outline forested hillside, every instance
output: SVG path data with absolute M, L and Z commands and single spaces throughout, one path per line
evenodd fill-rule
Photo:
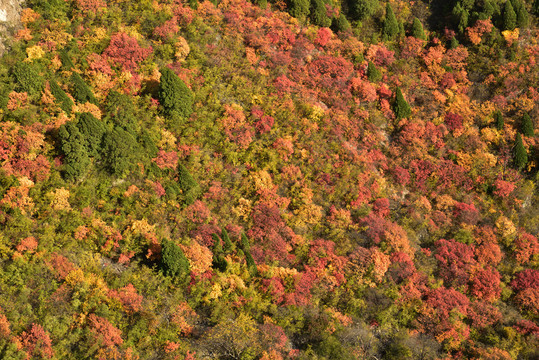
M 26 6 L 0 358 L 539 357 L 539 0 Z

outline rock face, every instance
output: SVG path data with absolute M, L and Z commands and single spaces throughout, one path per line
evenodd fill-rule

* * *

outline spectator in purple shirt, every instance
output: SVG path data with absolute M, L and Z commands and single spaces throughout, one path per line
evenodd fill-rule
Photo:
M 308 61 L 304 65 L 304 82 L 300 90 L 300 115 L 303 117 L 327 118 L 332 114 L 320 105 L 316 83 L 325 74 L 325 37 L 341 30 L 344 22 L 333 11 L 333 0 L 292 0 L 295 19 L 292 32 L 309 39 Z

• _AIM OF THE EXERCISE_:
The expected answer is a copy of each line in the records that holds the word "every".

• _TASK ANSWER_:
outline forested hillside, every instance
outline rock face, every instance
outline spectator in purple shirt, every instance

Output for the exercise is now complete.